[Raw records]

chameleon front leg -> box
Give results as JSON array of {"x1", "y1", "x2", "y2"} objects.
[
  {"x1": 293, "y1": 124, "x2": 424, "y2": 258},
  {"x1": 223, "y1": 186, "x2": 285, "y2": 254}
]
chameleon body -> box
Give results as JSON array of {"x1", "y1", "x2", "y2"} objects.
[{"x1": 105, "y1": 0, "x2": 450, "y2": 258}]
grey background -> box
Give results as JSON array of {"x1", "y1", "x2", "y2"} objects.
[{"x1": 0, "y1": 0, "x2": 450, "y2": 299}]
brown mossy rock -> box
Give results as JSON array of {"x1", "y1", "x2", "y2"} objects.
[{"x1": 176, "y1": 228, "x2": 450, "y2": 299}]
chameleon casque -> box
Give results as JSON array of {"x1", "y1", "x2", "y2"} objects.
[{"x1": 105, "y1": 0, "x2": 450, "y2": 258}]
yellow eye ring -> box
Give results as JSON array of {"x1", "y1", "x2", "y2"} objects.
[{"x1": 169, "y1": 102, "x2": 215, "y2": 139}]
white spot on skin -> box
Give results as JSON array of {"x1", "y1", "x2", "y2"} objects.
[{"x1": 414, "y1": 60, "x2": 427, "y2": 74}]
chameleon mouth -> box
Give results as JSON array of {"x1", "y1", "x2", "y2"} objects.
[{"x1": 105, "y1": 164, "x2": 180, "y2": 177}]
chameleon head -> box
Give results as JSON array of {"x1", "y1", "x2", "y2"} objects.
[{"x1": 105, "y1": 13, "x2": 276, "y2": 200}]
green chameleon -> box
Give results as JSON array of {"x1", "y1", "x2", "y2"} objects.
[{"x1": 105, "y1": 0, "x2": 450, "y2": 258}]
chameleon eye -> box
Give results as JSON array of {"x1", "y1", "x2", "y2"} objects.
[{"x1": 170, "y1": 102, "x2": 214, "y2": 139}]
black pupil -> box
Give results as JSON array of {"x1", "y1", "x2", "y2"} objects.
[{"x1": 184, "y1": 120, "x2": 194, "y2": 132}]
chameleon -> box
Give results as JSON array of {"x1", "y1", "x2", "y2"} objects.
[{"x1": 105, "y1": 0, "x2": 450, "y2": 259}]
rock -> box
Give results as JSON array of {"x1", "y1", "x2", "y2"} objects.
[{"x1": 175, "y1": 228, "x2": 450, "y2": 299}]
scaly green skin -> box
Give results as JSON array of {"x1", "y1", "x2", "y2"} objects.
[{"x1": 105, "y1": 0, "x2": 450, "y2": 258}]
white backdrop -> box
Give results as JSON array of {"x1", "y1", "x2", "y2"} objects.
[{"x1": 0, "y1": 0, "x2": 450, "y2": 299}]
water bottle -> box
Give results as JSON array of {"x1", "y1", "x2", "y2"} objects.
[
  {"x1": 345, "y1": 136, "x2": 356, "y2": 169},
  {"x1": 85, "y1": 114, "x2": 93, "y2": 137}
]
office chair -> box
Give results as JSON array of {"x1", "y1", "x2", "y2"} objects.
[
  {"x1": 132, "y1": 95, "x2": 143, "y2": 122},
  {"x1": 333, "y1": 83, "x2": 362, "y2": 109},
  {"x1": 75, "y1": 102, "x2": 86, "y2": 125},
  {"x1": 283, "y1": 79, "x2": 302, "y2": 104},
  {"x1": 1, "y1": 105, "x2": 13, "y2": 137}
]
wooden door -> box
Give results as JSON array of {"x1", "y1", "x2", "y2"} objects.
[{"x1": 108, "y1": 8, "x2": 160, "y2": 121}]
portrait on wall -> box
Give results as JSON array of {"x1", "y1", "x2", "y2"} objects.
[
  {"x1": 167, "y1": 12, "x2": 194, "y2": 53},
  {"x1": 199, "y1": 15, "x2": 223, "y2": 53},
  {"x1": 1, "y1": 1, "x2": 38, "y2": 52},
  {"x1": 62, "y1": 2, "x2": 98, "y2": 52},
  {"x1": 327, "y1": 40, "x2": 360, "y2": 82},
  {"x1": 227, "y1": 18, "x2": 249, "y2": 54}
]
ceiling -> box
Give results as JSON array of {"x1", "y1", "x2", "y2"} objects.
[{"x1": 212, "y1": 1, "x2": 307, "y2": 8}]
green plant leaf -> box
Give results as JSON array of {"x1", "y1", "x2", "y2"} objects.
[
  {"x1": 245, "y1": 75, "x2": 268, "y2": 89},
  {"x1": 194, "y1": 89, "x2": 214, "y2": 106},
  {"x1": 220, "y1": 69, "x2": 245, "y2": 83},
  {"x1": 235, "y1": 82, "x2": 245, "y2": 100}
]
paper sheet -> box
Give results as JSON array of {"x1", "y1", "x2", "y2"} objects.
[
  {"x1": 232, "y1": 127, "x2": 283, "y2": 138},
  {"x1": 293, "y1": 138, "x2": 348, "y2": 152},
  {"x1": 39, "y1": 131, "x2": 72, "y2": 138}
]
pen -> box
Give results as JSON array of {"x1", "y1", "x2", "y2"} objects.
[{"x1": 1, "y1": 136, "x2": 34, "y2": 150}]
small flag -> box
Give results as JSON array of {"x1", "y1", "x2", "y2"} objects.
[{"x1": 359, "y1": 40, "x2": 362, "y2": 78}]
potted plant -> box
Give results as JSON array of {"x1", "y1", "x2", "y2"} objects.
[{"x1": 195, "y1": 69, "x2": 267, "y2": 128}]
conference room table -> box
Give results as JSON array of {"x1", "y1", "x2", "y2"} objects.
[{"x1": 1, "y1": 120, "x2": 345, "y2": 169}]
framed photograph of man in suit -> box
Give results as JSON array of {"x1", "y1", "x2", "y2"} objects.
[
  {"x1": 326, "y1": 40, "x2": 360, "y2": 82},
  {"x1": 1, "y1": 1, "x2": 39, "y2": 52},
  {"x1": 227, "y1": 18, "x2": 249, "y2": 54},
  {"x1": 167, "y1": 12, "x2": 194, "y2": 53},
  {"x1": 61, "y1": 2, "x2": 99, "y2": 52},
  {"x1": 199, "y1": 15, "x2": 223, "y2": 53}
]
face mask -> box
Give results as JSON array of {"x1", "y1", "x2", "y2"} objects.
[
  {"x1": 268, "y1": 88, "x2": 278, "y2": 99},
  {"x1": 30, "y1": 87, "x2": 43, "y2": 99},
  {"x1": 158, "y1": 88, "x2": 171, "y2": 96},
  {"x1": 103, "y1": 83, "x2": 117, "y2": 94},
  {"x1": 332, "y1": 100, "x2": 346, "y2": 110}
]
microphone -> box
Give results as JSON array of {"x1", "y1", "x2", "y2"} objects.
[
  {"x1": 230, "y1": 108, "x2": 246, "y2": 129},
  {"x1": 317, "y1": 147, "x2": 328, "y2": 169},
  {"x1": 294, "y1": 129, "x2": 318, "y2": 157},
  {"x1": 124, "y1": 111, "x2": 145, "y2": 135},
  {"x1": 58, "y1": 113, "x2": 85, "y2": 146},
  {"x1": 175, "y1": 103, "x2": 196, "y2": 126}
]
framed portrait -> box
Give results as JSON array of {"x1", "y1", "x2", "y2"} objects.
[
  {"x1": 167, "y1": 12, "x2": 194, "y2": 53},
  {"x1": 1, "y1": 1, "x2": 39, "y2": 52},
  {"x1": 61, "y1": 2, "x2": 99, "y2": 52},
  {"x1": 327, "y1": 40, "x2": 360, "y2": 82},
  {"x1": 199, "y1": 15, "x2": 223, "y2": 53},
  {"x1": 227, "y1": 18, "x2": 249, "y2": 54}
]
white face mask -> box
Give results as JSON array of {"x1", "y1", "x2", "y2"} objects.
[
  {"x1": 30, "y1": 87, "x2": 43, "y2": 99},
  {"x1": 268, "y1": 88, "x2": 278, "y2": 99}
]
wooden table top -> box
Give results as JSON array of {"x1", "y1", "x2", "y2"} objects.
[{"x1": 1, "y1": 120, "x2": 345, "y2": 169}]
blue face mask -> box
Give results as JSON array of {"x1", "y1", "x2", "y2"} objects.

YOUR TASK
Return every line of the records above that contains the word "portrait", matching case exactly.

COMPLETE ANSWER
portrait on wall -> box
framed portrait -> box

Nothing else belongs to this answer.